- [本文抜粋]:
考古学に関連する「教職追放」は、1946年5月6日に「勅令第263号」として公布され、翌7日『官報』第5790号に告示された。詳細は「閣令・文部省令・農林省令・運輸省令第1号」として「教職不適格者として指定を受けるべきものの範囲」が示された。「別表第一」には、適格審査委員会の判定に従う者として「一-1.侵略主義あるひは好戦的国家主義を鼓吹し、又はその宣伝に積極的に協力した者及び学説を以て大亜細亜政策、東亜新秩序その他これに類似した政策や、満洲事変、支那事変又は今次の大戦に理念的基礎を与へた者 一-2. 独裁主義又はナチ的あるひはファシスト的全体主義を鼓吹した者 一-3. 人種的理由によつて、他人は迫害し、又は排斥した者 一-4. 民族的優越感を鼓吹する目的で、神道思想を宣伝した者」などが示されている。
「日本考古学」として重要なのは、最後の第六項である。

六、昭和三年一月一日以降において、日本軍によって占領された連合国の領土内で日本軍の庇護の下に、学術上の探検あるひは発掘事業を指揮し又はこれに参加した者

侵略主義者・好戦的国家主義者・独裁主義者・ナチ的ファシスト的全体主義者・人種差別者などと共に侵略考古学者が指定されている訳である。
第六項に従えば、中国大陸の各地で発掘を主導した東亜考古学会の関係者(東京大学の原田や駒井、京都大学の梅原や水野など)は当然のことながら「好ましからざる人物」となる。
勅令第263号はGHQの指令に基づくから「日本軍によって占領された連合国の領土内」すなわち中国大陸などにおける「発掘事業」が対象とされているが、植民地朝鮮における「発掘事業」に関与した考古学者や朝鮮総督府関係者(藤田や斉藤など)も不適格者となろう。

こうした規定を厳格に適応すれば、前回記事の鳥居は無論のこと、京大の小林あるいはあの和島すらも該当することになる。

- [課題内容]: 教職追放と考古学者を扱った本文抜粋を、最後の文の後から書き継いでください。 このあとのリストは参照しなくてかまいません。

- [データ部分]:
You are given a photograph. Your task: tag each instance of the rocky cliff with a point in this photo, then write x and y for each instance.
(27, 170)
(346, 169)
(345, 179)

- [出力結果]:
「山西では日夜戦闘が行われている。今回の調査に於いても、情況の悪い処では軽機・擲弾筒を装備する皇軍一分隊及び中国側の県警備隊一小隊に衛られて出動し、然も尚、攻撃を受けたのである。警備に当られた皇軍将兵・中国警備隊に満腔の謝意を表すると共に、かゝる情勢の下にあって、山西文化昂揚のために、不急の事業と見做され易いかゝる基礎科学の調査を実施せしめられた現地駐屯軍当局、殊に上田参謀・金澤中尉・森永少尉・笠原嘱託及び調査班の方々に敬意を表するものである。」(和島 誠一1943「山西省河東平野及び太原盆地北半部に於ける先史学的調査の概要」『人類学雑誌』第58巻 第4号:18、1973『日本考古学の発達と科学的精神 -和島誠一主要著作集-』収録)

この文章からは、自分たちがなぜ「攻撃を受けたの」かについて、思いを巡らす気配は感じられない。このことについては、後日(15年後)「致命的」と回顧されることになった。

「大学教員の審査は、各大学の学部に設置された大学教員適格審査委員会によって行なわれた。文部省の記録によると、大学教員適格審査委員会は2万4,572名を審査し、そのうち不適格者は86名であった。駒井も審査対象者となったと思われるが、教職を去ることはなかった。この教職追放に関する法令は、1945年(昭和20)10月末から民間情報教育局と文部省との間で、さまざまな紆余曲折をへて何度も修正をかさね、46年5月3日に最終草案が提出された。民間情報教育局の提案はことごとく草案に盛り込まれたという。
ところで、軍事占領地で発掘を行なった考古学者を、教職追放の対象範囲にふくめるようになったのは、草案作成の最終段階と思われる。というのは、1946年(昭和21)4月24日の枢密院会議で教職追放の件が論議された際、添付された原案資料には、別表第一については第五項までが記載されていて、軍事占領地で発掘を行なった考古学者に関する第六項はなかった。つまり4月24日以降に第六項が追加された可能性がうかがえる。(中略)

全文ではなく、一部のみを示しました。